§ The problem
Copy all of the material below exactly.

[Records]
[START]

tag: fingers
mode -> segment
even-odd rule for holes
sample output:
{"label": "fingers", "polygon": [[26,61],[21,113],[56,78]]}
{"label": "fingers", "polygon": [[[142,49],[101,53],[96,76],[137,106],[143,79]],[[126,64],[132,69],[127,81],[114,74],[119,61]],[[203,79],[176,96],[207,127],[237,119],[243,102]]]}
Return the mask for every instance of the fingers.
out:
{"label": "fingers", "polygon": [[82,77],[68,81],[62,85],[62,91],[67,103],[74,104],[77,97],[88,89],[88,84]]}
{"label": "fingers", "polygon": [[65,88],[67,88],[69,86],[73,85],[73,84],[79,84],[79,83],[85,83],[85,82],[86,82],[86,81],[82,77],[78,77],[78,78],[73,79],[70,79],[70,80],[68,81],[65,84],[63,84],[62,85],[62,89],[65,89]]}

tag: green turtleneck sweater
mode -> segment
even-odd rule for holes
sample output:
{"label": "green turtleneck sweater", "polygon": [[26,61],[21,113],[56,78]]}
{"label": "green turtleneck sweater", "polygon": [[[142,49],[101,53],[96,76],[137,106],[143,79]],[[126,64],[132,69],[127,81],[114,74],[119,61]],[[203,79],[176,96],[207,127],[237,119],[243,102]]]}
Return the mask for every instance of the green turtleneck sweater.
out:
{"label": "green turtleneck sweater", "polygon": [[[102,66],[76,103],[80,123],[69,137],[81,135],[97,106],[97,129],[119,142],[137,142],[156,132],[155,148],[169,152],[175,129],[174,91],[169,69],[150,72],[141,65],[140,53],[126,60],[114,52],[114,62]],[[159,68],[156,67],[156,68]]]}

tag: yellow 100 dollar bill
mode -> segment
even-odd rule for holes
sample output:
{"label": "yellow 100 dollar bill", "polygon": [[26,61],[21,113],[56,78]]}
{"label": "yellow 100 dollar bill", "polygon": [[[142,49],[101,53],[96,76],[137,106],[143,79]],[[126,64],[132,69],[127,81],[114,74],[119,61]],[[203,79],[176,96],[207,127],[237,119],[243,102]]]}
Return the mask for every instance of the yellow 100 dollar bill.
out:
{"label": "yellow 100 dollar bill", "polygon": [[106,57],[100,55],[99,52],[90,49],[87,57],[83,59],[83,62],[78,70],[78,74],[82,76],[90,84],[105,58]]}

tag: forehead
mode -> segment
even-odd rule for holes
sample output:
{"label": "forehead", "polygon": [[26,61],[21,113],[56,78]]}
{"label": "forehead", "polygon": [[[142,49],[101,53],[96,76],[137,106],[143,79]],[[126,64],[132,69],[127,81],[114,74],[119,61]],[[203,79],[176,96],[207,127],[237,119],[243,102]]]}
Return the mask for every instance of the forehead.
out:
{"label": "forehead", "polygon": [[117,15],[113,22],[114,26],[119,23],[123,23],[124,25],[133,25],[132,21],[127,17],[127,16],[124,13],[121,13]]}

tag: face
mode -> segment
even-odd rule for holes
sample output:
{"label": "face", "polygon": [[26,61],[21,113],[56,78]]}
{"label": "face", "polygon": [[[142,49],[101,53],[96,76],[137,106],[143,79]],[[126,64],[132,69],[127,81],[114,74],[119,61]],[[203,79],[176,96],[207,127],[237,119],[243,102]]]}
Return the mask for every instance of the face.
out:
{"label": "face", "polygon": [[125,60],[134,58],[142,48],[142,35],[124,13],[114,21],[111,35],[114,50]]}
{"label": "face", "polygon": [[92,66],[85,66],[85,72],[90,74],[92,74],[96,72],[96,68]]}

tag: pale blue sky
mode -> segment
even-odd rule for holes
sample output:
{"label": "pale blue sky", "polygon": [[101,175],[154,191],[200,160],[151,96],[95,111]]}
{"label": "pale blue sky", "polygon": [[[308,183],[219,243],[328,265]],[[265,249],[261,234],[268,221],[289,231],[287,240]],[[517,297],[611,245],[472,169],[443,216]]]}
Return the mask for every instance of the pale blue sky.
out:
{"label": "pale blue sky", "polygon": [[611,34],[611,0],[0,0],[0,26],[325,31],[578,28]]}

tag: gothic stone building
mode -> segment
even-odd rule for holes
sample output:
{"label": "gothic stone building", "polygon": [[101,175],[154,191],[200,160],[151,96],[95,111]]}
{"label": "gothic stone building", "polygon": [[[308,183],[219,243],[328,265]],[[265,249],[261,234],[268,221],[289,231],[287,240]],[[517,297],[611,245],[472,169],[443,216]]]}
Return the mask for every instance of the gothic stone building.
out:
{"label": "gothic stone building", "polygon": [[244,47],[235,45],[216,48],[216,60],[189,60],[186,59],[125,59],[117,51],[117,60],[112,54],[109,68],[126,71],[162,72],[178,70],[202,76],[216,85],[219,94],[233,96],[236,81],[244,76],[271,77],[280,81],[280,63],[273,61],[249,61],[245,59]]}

[END]

§ Reply
tag: fingers
mode -> segment
even-odd rule for holes
sample output:
{"label": "fingers", "polygon": [[26,61],[21,113],[56,78]]}
{"label": "fingers", "polygon": [[[142,49],[101,53],[96,76],[137,106],[143,79]],[[126,64],[132,69],[127,81],[114,74],[119,61]],[[203,79],[176,96],[207,127],[237,119],[243,102]]]}
Return the mask for every instance of the fingers.
out:
{"label": "fingers", "polygon": [[82,77],[68,81],[62,85],[62,91],[67,103],[74,104],[77,97],[88,89],[88,84]]}
{"label": "fingers", "polygon": [[65,88],[67,88],[69,86],[73,85],[73,84],[79,84],[79,83],[85,83],[85,82],[86,82],[86,81],[82,77],[78,77],[78,78],[73,79],[70,79],[70,80],[68,81],[65,84],[63,84],[62,85],[62,89],[65,89]]}

tag: green turtleneck sweater
mode -> segment
even-odd rule for holes
sample output:
{"label": "green turtleneck sweater", "polygon": [[26,61],[21,113],[56,78]]}
{"label": "green turtleneck sweater", "polygon": [[[142,49],[101,53],[96,76],[137,106],[143,79]],[[126,64],[132,69],[127,81],[114,74],[119,61]],[[203,79],[176,96],[207,127],[237,119],[243,102]]]}
Return the mask for every instance of the green turtleneck sweater.
out:
{"label": "green turtleneck sweater", "polygon": [[[102,66],[76,103],[80,123],[69,137],[81,135],[97,106],[97,129],[119,142],[137,142],[156,132],[155,148],[169,152],[175,129],[174,91],[169,69],[150,72],[141,65],[140,53],[126,60],[114,52],[114,62]],[[159,68],[156,67],[156,68]]]}

tag: yellow 100 dollar bill
mode -> segment
even-odd rule for holes
sample output:
{"label": "yellow 100 dollar bill", "polygon": [[26,61],[21,113],[56,78]]}
{"label": "yellow 100 dollar bill", "polygon": [[[142,49],[101,53],[96,76],[137,106],[143,79]],[[126,64],[132,69],[127,81],[114,74],[119,61]],[[203,79],[176,96],[207,127],[237,119],[243,102]]]}
Return the mask for every instance of the yellow 100 dollar bill.
out:
{"label": "yellow 100 dollar bill", "polygon": [[106,57],[100,55],[99,52],[90,49],[87,57],[83,59],[83,62],[78,70],[78,74],[82,76],[90,84],[105,58]]}

tag: forehead
mode -> segment
even-odd rule for holes
sample output:
{"label": "forehead", "polygon": [[26,61],[21,113],[56,78]]}
{"label": "forehead", "polygon": [[[142,49],[101,53],[96,76],[137,106],[143,79]],[[126,64],[132,69],[127,81],[114,74],[119,61]],[[203,79],[176,96],[207,127],[237,119],[243,102]]]}
Return the mask for every instance of the forehead.
out:
{"label": "forehead", "polygon": [[117,15],[113,22],[114,26],[119,23],[123,23],[124,25],[133,25],[132,21],[127,17],[127,16],[124,13],[121,13]]}

tag: face
mode -> segment
even-odd rule for holes
sample output:
{"label": "face", "polygon": [[26,61],[21,113],[56,78]]}
{"label": "face", "polygon": [[[142,49],[101,53],[96,76],[137,106],[143,79]],[[126,64],[132,69],[127,81],[114,74],[119,61]],[[203,79],[176,96],[207,127],[237,119],[243,102]]]}
Return the mask for every instance of the face.
out:
{"label": "face", "polygon": [[125,60],[134,58],[142,48],[142,35],[124,13],[114,21],[111,35],[114,50]]}
{"label": "face", "polygon": [[92,66],[85,66],[85,72],[90,74],[92,74],[96,72],[96,68]]}

tag: pale blue sky
mode -> segment
even-odd rule for holes
sample output:
{"label": "pale blue sky", "polygon": [[101,175],[154,191],[200,160],[151,96],[95,111]]}
{"label": "pale blue sky", "polygon": [[[308,183],[219,243],[328,265]],[[265,249],[261,234],[268,221],[289,231],[287,240]],[[517,297],[611,245],[472,169],[443,216]]]}
Return the mask for every instance of the pale blue sky.
out:
{"label": "pale blue sky", "polygon": [[611,34],[611,0],[0,0],[0,26],[325,31],[578,28]]}

tag: gothic stone building
mode -> segment
even-odd rule for holes
sample output:
{"label": "gothic stone building", "polygon": [[101,175],[154,191],[200,160],[151,96],[95,111]]}
{"label": "gothic stone building", "polygon": [[[308,183],[219,243],[328,265]],[[265,249],[261,234],[268,221],[289,231],[287,240]],[[517,297],[611,245],[472,169],[443,216]]]}
Return the mask for every instance of the gothic stone building.
out:
{"label": "gothic stone building", "polygon": [[244,47],[235,45],[216,48],[216,60],[189,60],[186,59],[125,59],[117,51],[117,60],[112,54],[109,68],[126,71],[162,72],[178,70],[202,76],[216,85],[219,94],[233,96],[236,81],[244,76],[271,77],[280,81],[280,63],[273,61],[249,61],[245,59]]}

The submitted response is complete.